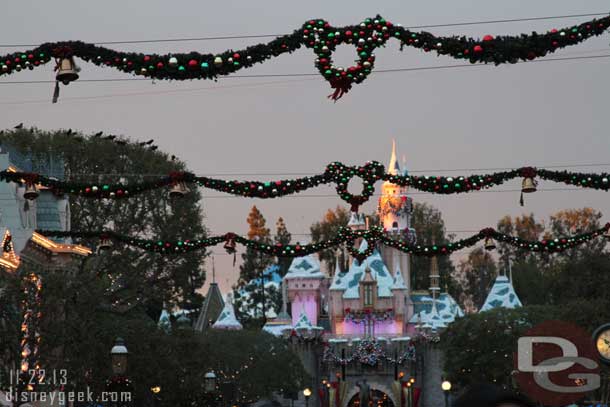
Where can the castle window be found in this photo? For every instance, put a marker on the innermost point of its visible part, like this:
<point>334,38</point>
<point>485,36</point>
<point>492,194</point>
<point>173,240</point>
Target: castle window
<point>368,295</point>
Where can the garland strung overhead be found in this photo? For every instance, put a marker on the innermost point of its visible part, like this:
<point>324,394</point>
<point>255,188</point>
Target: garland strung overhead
<point>336,173</point>
<point>344,236</point>
<point>317,35</point>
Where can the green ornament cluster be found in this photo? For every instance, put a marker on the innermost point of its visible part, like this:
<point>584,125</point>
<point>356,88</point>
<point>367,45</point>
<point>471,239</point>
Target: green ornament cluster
<point>346,236</point>
<point>336,173</point>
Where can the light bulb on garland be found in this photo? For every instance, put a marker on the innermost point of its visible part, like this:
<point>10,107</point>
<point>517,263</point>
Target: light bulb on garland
<point>528,185</point>
<point>31,192</point>
<point>489,244</point>
<point>178,190</point>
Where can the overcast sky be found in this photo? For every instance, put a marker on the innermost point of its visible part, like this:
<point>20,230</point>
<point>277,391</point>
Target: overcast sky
<point>541,114</point>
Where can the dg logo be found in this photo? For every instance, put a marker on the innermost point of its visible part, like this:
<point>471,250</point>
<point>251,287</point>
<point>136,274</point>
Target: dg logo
<point>557,363</point>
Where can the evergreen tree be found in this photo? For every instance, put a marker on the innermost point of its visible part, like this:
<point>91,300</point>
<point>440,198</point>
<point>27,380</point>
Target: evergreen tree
<point>326,229</point>
<point>430,227</point>
<point>145,277</point>
<point>249,294</point>
<point>283,237</point>
<point>475,275</point>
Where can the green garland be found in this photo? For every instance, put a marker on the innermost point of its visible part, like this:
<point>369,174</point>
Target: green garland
<point>345,235</point>
<point>323,39</point>
<point>336,173</point>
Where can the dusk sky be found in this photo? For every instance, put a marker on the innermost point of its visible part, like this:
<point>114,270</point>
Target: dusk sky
<point>474,118</point>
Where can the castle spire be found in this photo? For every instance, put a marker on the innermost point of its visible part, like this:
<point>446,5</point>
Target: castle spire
<point>393,167</point>
<point>434,278</point>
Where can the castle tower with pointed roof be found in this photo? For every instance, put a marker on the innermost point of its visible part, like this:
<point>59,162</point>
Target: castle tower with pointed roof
<point>395,209</point>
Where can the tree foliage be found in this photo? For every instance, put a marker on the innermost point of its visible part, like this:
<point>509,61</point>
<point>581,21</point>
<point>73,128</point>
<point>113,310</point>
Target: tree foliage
<point>138,276</point>
<point>283,237</point>
<point>479,348</point>
<point>78,332</point>
<point>328,228</point>
<point>249,293</point>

--- REQUIREMENTS ---
Repeat all the records above exactly, leaving out any pictures.

--- TASK ANSWER ---
Where can the castle window be found in this photo? For every instance, put a marker on the innermost point of its visible part, like this:
<point>334,38</point>
<point>485,36</point>
<point>492,194</point>
<point>173,240</point>
Target: castle window
<point>368,295</point>
Where can the garland strung overhead be found in this photo? For every instance, put a marker on the innermost point of its visible part, like this:
<point>324,394</point>
<point>255,188</point>
Target: garland strung overhead
<point>336,173</point>
<point>344,236</point>
<point>317,35</point>
Where can the green ornament cluster be found in this photo? For every instance, put a marker on the innermost point of its visible part, like this:
<point>584,125</point>
<point>356,88</point>
<point>367,45</point>
<point>471,239</point>
Target: green ornament cluster
<point>346,236</point>
<point>336,173</point>
Where can the light bulb on garland be found in this photo? For every instance, put a marker on the innermost point of its visible part, like this:
<point>10,107</point>
<point>517,263</point>
Target: light bulb on garland
<point>528,185</point>
<point>31,192</point>
<point>489,244</point>
<point>178,190</point>
Where can the overcast sky be found in this photo? For every instance, put a marker on the innermost point of its visible part, like this:
<point>20,230</point>
<point>277,391</point>
Target: overcast sky
<point>541,114</point>
Where can the dg logo be found in this photo? For every instance, put a marker on the innermost point of its visible part, like this:
<point>471,250</point>
<point>251,287</point>
<point>136,274</point>
Target: dg logo
<point>557,363</point>
Where can the evergreen tree be found in this photo? For every instance, put a marker on the innermost point of its visible part, like this:
<point>91,300</point>
<point>440,198</point>
<point>27,380</point>
Target: evergreen tree
<point>326,229</point>
<point>430,227</point>
<point>145,277</point>
<point>249,294</point>
<point>283,237</point>
<point>475,275</point>
Where can the green garland be found in this photo? For every instance, put a marker on the innermost point of its visible part, like this:
<point>369,174</point>
Target: green garland
<point>345,235</point>
<point>323,39</point>
<point>336,173</point>
Where can the dusk sky be found in this photo? For every instance, put a marker on the innermost point of its visible part, like this:
<point>114,270</point>
Target: dusk sky
<point>474,118</point>
Where can the castle spire be found in this photo? For every instance, put a marker on the innermost point of its visible part, like this:
<point>446,5</point>
Target: castle spire
<point>393,167</point>
<point>434,278</point>
Where can the castle tower with pointed roof be found in this photo? For every instance, put a marker on the innermost point of its visible part, like this:
<point>59,162</point>
Target: castle tower with pointed roof
<point>395,209</point>
Where can the tree foliage be found in this photo? For every instance, put a marker on the innermost point of its visible part, like this:
<point>509,61</point>
<point>581,21</point>
<point>73,128</point>
<point>113,310</point>
Target: tree foliage
<point>138,276</point>
<point>283,237</point>
<point>479,348</point>
<point>78,332</point>
<point>328,228</point>
<point>249,293</point>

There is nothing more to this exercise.